Task to complete:
Recast every line of the rows below as a Markdown table with two columns, Line and Text. Give each line its number and leave out blank lines.

○ ○ ○

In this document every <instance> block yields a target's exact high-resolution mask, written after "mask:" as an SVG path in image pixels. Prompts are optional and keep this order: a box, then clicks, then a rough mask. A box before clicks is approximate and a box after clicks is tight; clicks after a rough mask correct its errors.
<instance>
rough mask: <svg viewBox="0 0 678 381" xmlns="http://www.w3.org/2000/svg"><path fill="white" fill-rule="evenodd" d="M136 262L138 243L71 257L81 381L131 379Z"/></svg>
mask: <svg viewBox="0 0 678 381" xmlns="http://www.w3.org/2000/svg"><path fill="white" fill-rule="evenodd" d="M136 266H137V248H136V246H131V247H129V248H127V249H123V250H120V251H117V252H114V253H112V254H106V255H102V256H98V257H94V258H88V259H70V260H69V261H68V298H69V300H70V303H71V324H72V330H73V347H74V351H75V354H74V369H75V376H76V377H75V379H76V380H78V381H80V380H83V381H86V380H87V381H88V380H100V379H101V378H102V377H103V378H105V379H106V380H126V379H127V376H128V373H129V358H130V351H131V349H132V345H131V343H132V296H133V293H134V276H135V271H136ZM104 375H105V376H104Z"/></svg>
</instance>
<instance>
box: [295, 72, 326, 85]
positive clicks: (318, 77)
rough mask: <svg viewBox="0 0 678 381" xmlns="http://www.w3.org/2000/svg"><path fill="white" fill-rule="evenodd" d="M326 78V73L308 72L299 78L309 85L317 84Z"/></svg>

○ ○ ○

Response below:
| Line | Text |
|---|---|
| 1 | In this document every <instance> block yields a target's exact high-resolution mask, written after "mask:" as an SVG path in image pixels. Prompts are optional and keep this order: a box, then clicks, then a rough mask. A box before clicks is approximate and a box after clicks is tight; clicks after a rough mask correct its errors. |
| 2 | <instance> |
| 3 | rough mask: <svg viewBox="0 0 678 381" xmlns="http://www.w3.org/2000/svg"><path fill="white" fill-rule="evenodd" d="M136 262L138 243L71 257L81 381L131 379Z"/></svg> |
| 4 | mask: <svg viewBox="0 0 678 381" xmlns="http://www.w3.org/2000/svg"><path fill="white" fill-rule="evenodd" d="M136 266H137V248H136V246H131V247H129V248H127V249H123V250H120V251H117V252H114V253H112V254H106V255H102V256H98V257H94V258H88V259H70V260H69V261H68V298H69V300H70V303H71V324H72V330H73V347H74V351H75V354H74V369H75V376H76V377H75V379H76V380H78V381H80V380H83V381H86V380H87V381H88V380H100V379H101V378H102V377H103V378H105V379H106V380H126V379H127V376H128V373H129V358H130V351H131V349H132V345H131V343H132V296H133V293H134V276H135V271H136ZM104 375H105V376H104Z"/></svg> |
| 5 | </instance> |
| 6 | <instance> |
| 7 | box: [295, 72, 326, 85] |
| 8 | positive clicks: (318, 77) |
| 9 | rough mask: <svg viewBox="0 0 678 381" xmlns="http://www.w3.org/2000/svg"><path fill="white" fill-rule="evenodd" d="M326 78V73L308 72L299 78L309 85L317 84Z"/></svg> |